» **INPUT FOR THIS TASK**:
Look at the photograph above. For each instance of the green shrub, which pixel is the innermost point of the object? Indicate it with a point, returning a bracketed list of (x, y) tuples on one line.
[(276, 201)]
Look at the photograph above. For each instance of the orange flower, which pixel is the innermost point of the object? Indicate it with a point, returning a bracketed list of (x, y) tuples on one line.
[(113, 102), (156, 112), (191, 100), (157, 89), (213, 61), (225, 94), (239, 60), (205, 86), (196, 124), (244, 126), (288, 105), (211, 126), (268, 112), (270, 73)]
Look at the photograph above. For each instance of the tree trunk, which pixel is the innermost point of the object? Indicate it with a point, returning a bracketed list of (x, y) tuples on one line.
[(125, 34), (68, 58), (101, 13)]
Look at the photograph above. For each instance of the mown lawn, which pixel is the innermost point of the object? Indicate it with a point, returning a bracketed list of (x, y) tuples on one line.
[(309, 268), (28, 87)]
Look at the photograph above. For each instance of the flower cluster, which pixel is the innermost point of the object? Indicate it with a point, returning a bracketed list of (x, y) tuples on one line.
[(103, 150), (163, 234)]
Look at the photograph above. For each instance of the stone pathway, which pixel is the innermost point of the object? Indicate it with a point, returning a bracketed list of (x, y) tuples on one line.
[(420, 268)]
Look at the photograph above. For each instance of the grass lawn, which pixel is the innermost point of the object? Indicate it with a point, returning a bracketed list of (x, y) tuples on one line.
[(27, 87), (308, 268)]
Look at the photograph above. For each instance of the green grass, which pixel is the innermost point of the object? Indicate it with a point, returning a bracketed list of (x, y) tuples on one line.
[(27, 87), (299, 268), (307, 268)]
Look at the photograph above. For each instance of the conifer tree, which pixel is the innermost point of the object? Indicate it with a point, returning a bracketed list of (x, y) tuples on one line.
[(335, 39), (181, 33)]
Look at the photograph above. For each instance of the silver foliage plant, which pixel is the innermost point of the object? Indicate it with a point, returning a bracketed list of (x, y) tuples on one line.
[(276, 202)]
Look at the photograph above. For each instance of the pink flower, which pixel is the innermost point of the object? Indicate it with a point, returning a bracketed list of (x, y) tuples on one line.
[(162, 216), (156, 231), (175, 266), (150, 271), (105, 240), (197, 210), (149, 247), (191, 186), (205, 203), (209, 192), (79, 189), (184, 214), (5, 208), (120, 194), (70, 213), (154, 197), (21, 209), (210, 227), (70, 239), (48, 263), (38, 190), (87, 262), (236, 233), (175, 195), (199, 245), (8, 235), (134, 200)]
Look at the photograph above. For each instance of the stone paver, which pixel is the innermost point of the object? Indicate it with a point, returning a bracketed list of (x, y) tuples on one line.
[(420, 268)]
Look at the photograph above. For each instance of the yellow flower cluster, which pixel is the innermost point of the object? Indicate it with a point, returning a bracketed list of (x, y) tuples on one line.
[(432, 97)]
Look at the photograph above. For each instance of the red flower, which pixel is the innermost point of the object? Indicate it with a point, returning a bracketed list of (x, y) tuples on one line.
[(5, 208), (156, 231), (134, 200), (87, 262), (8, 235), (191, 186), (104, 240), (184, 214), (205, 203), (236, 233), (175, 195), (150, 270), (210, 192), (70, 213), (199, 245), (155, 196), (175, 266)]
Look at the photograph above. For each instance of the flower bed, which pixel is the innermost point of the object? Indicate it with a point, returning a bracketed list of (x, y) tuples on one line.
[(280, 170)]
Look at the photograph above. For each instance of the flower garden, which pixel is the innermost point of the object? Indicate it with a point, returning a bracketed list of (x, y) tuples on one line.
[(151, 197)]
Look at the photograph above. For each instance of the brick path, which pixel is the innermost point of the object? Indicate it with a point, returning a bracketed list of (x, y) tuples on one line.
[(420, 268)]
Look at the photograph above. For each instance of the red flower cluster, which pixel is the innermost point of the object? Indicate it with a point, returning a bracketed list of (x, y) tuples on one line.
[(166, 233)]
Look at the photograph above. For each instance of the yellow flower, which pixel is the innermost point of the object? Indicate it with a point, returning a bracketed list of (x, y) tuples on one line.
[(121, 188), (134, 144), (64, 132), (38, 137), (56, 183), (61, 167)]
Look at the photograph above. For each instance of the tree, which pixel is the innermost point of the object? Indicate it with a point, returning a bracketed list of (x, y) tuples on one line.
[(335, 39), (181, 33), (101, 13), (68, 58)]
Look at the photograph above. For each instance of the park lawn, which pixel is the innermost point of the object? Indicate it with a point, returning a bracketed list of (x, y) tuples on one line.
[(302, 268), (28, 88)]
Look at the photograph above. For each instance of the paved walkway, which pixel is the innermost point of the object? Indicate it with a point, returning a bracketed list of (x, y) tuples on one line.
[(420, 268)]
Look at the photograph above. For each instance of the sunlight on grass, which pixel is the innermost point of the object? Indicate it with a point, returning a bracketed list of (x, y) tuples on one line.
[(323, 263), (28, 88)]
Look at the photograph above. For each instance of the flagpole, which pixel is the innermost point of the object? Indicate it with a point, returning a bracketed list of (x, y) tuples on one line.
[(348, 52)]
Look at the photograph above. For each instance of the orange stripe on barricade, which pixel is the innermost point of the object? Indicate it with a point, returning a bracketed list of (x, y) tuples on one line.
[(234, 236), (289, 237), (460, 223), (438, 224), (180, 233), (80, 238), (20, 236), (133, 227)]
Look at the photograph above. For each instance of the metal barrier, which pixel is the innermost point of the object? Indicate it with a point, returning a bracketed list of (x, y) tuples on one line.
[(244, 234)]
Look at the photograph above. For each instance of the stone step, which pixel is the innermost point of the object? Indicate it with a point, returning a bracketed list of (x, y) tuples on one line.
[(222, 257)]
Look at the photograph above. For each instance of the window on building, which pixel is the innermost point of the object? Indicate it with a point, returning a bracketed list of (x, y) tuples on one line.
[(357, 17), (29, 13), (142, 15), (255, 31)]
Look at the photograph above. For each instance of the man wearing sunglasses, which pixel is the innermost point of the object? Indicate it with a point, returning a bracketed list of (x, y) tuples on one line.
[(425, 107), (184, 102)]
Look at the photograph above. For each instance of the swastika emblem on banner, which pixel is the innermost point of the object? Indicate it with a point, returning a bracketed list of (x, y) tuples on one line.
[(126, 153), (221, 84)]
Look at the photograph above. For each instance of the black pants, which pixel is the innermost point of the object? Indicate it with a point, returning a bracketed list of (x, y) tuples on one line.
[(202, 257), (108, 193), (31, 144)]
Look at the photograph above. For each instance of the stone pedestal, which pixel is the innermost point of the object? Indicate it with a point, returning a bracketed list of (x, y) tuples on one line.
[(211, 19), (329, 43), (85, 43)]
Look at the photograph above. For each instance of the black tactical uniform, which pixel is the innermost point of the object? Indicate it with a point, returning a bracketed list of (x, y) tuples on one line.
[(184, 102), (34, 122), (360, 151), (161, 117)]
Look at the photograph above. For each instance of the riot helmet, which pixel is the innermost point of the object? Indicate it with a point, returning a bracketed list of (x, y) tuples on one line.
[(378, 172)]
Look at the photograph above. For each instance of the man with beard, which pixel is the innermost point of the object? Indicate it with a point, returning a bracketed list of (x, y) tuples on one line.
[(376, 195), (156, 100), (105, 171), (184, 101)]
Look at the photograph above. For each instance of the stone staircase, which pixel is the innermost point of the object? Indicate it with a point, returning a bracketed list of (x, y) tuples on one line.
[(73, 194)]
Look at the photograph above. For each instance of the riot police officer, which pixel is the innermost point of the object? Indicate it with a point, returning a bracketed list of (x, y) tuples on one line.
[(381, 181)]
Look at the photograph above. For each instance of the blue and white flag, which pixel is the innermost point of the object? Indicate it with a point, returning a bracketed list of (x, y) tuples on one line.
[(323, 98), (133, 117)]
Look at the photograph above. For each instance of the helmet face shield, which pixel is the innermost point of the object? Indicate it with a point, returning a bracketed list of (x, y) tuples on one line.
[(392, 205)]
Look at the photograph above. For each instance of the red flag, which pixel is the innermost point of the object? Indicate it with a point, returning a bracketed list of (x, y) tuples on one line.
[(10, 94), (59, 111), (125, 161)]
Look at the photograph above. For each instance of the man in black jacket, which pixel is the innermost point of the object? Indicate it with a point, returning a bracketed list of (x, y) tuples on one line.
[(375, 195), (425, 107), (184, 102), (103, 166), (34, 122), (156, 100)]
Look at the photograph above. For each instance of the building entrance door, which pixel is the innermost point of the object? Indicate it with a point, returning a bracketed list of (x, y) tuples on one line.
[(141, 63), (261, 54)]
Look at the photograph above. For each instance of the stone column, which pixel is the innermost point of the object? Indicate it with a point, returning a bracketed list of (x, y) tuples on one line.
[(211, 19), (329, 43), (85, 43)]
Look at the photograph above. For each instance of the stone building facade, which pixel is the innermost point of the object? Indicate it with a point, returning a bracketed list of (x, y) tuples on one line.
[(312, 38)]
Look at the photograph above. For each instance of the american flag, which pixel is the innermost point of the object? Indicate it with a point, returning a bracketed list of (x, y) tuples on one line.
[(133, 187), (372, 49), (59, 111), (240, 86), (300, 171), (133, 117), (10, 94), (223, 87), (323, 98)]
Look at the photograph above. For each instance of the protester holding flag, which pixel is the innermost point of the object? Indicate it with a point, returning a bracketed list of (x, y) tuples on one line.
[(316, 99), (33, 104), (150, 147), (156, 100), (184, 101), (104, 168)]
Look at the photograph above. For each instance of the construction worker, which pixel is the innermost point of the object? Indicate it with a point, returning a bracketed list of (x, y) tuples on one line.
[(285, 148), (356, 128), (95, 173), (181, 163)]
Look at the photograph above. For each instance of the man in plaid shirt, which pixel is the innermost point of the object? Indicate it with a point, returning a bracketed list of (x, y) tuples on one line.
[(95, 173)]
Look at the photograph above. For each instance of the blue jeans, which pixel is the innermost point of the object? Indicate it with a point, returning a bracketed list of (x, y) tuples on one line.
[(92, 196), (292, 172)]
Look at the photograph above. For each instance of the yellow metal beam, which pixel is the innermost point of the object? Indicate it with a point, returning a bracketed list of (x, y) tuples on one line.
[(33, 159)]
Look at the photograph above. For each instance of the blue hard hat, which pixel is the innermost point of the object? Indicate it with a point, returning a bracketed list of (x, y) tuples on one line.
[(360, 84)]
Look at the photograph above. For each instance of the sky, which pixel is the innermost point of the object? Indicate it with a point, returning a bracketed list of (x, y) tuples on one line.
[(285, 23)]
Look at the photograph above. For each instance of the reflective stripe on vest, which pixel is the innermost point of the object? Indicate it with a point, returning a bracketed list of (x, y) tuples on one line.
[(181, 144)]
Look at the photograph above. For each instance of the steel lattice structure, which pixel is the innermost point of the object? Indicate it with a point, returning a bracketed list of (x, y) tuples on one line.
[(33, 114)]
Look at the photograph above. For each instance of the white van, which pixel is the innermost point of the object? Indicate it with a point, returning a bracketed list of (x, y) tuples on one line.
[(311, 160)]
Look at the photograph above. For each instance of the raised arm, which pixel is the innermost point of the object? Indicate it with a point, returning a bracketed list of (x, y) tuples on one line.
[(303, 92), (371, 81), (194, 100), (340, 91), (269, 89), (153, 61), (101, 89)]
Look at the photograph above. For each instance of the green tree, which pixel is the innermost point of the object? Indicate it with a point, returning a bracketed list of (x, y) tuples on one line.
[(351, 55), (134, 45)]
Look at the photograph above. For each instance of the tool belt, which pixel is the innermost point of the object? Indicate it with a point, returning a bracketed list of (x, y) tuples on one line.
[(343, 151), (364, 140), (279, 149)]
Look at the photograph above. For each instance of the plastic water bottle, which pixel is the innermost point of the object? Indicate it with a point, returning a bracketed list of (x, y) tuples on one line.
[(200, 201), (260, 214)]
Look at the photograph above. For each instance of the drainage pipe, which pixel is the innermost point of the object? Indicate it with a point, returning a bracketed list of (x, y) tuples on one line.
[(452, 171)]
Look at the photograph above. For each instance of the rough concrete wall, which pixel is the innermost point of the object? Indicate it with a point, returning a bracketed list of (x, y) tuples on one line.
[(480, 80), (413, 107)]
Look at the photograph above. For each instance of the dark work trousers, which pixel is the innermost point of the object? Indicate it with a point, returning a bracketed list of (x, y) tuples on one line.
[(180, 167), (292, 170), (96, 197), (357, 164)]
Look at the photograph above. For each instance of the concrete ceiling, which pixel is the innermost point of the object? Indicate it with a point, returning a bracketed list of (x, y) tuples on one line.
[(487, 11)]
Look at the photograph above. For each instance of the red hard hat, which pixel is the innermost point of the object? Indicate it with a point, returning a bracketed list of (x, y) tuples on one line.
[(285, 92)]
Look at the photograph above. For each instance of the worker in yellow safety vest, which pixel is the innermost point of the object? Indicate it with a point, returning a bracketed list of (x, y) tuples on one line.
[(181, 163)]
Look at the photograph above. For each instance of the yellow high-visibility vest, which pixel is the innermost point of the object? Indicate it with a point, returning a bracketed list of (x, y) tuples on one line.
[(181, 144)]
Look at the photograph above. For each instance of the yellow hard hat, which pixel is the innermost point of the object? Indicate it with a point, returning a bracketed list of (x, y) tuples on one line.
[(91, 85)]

» **TASK BRIEF**:
Everything from the line with "the yellow hard" to the last line of the entries above is to be retyped exactly. Include both ends.

» **ANSWER AREA**:
Look at the photograph above. For each instance of the yellow hard hat, which pixel is the innermost point of the object? Indicate it with a point, returning a bracketed list of (x, y) tuples on one line.
[(91, 85)]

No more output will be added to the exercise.